**** Ausgangstext ****

Vor allem für alleinerziehende Mütter ist das Armutsrisiko groß. Der neue Familienbericht empfiehlt die gezielte Unterstützung Alleinerziehender.

Erzieht eine Mutter ihr Kind allein, hat sie ein deutlich erhöhtes Armutsrisiko Foto: Frieder Dino/plainpicture

Berlin taz | Alleinerziehend zu sein ist in Deutschland ein Armutsrisiko. Das betrifft vor allem alleinerziehende Mütter, ihr Risiko ist um 60 Prozent höher als das von alleinerziehenden Vätern und dreimal höher als bei Frauen, die in Paarbeziehungen leben. Das zeigt der Familienbericht, den Bundesfamilienministerin Lisa Paus (Grüne) am Mittwoch vorstellte. In jeder fünften Familie erziehen demnach Eltern ihre Kinder allein.

Insgesamt ist die Sorgearbeit bei getrennt lebenden Eltern in Deutschland sehr ungleich aufgeteilt. In nur 8 Prozent der Familien übernachten die Kinder die Hälfte oder annähernd die Hälfte der Zeit bei beiden Elternteilen.

In anderen Ländern liegt diese Quote deutlich höher, in Schweden teilt etwa mehr als der Hälfte der getrennten Eltern die Betreuungsarbeit. Eltern mit hohem Bildungsstand und hohem Einkommen teilen sich die Sorgearbeit häufiger zu gleichen Teilen. Etwa ein Viertel der Kinder, die mit getrennt lebenden Eltern aufwachsen, haben keinen Kontakt mehr zu einem ihrer Elternteile.

**** Datensätze ****

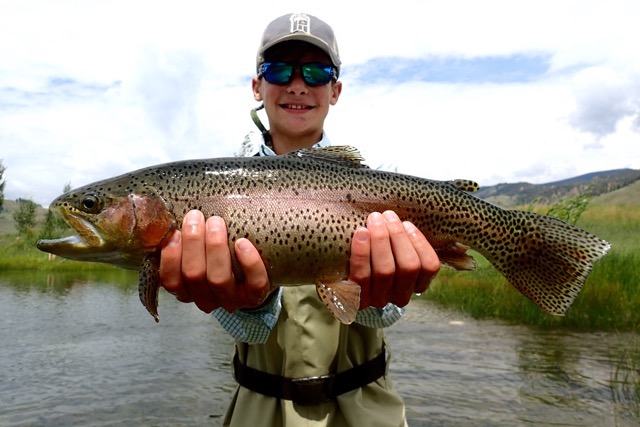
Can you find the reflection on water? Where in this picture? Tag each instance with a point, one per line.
(80, 351)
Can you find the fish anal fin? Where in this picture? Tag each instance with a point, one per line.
(342, 298)
(455, 256)
(149, 285)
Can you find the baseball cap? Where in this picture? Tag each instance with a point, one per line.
(303, 27)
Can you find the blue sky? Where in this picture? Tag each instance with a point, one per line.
(516, 68)
(493, 91)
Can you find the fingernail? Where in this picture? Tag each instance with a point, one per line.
(409, 228)
(214, 224)
(193, 219)
(174, 239)
(243, 245)
(390, 216)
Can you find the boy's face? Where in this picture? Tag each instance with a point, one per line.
(296, 109)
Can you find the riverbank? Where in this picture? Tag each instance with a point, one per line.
(608, 301)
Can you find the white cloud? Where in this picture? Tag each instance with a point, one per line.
(91, 89)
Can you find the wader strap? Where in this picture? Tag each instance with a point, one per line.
(309, 390)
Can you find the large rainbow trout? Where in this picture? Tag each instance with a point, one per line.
(301, 209)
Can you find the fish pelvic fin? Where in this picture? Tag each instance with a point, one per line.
(455, 256)
(148, 284)
(551, 261)
(342, 298)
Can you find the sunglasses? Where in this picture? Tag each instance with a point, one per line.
(313, 73)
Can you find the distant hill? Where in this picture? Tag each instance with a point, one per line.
(615, 187)
(523, 193)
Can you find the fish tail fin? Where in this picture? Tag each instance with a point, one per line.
(548, 260)
(148, 285)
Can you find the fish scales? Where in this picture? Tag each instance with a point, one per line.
(301, 210)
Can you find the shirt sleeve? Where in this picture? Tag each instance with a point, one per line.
(379, 318)
(251, 326)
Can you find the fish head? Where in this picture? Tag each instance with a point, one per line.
(113, 225)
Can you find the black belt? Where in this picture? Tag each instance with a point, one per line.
(309, 390)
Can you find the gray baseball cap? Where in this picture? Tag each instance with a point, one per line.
(303, 27)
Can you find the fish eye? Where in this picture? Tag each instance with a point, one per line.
(90, 203)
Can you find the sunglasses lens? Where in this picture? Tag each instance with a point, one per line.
(277, 72)
(317, 74)
(313, 74)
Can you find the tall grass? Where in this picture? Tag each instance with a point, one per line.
(608, 301)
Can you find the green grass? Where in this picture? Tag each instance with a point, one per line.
(609, 300)
(20, 254)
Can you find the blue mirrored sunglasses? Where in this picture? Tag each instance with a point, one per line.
(313, 73)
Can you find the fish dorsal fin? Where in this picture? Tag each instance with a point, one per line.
(342, 298)
(465, 185)
(343, 155)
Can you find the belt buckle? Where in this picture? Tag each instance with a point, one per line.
(312, 390)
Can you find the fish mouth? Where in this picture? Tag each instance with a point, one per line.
(87, 237)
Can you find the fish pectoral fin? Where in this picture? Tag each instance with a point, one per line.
(342, 298)
(149, 285)
(455, 256)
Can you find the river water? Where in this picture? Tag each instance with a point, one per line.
(85, 352)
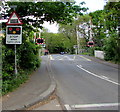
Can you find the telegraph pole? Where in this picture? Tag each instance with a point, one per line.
(78, 41)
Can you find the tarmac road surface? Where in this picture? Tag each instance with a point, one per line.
(84, 84)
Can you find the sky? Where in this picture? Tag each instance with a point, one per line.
(93, 5)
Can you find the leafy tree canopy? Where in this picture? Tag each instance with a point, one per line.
(60, 12)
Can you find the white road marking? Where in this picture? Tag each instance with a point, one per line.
(68, 58)
(85, 58)
(74, 58)
(94, 105)
(101, 77)
(67, 107)
(51, 58)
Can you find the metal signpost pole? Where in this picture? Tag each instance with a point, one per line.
(15, 61)
(14, 6)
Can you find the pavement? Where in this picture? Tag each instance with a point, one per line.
(38, 88)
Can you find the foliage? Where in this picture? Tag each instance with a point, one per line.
(27, 61)
(106, 30)
(57, 43)
(60, 12)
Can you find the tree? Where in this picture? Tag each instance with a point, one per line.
(60, 12)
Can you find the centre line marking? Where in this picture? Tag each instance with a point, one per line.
(101, 77)
(95, 105)
(85, 58)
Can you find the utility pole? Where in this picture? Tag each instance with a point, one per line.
(78, 41)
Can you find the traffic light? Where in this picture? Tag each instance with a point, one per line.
(14, 30)
(39, 41)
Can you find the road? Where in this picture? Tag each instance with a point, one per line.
(83, 84)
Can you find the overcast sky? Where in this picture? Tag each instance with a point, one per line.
(93, 5)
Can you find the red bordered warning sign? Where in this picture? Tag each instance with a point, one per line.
(14, 19)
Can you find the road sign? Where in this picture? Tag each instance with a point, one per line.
(13, 34)
(90, 44)
(14, 19)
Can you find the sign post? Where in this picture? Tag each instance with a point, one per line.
(14, 33)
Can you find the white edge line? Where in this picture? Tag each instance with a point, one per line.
(101, 77)
(95, 105)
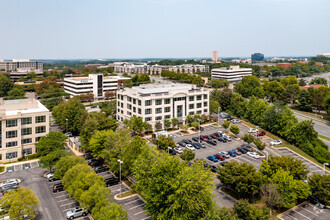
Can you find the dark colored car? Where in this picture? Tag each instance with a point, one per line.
(100, 169)
(222, 139)
(213, 142)
(260, 133)
(58, 187)
(111, 181)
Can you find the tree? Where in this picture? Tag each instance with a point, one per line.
(5, 85)
(49, 160)
(187, 155)
(241, 177)
(320, 186)
(247, 211)
(234, 129)
(164, 142)
(66, 163)
(19, 203)
(270, 195)
(294, 166)
(51, 142)
(136, 124)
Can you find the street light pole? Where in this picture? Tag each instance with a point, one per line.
(325, 164)
(120, 162)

****

**Aufgabe:** Zitiere den Artikel über das Armutsrisiko Alleinerziehender vollständig und Wort für Wort. Die Datensätze werden hier nicht gebraucht.

**Antwort:**
Vor allem für alleinerziehende Mütter ist das Armutsrisiko groß. Der neue Familienbericht empfiehlt die gezielte Unterstützung Alleinerziehender.

Erzieht eine Mutter ihr Kind allein, hat sie ein deutlich erhöhtes Armutsrisiko Foto: Frieder Dino/plainpicture

Berlin taz | Alleinerziehend zu sein ist in Deutschland ein Armutsrisiko. Das betrifft vor allem alleinerziehende Mütter, ihr Risiko ist um 60 Prozent höher als das von alleinerziehenden Vätern und dreimal höher als bei Frauen, die in Paarbeziehungen leben. Das zeigt der Familienbericht, den Bundesfamilienministerin Lisa Paus (Grüne) am Mittwoch vorstellte. In jeder fünften Familie erziehen demnach Eltern ihre Kinder allein.

Insgesamt ist die Sorgearbeit bei getrennt lebenden Eltern in Deutschland sehr ungleich aufgeteilt. In nur 8 Prozent der Familien übernachten die Kinder die Hälfte oder annähernd die Hälfte der Zeit bei beiden Elternteilen.

In anderen Ländern liegt diese Quote deutlich höher, in Schweden teilt etwa mehr als der Hälfte der getrennten Eltern die Betreuungsarbeit. Eltern mit hohem Bildungsstand und hohem Einkommen teilen sich die Sorgearbeit häufiger zu gleichen Teilen. Etwa ein Viertel der Kinder, die mit getrennt lebenden Eltern aufwachsen, haben keinen Kontakt mehr zu einem ihrer Elternteile.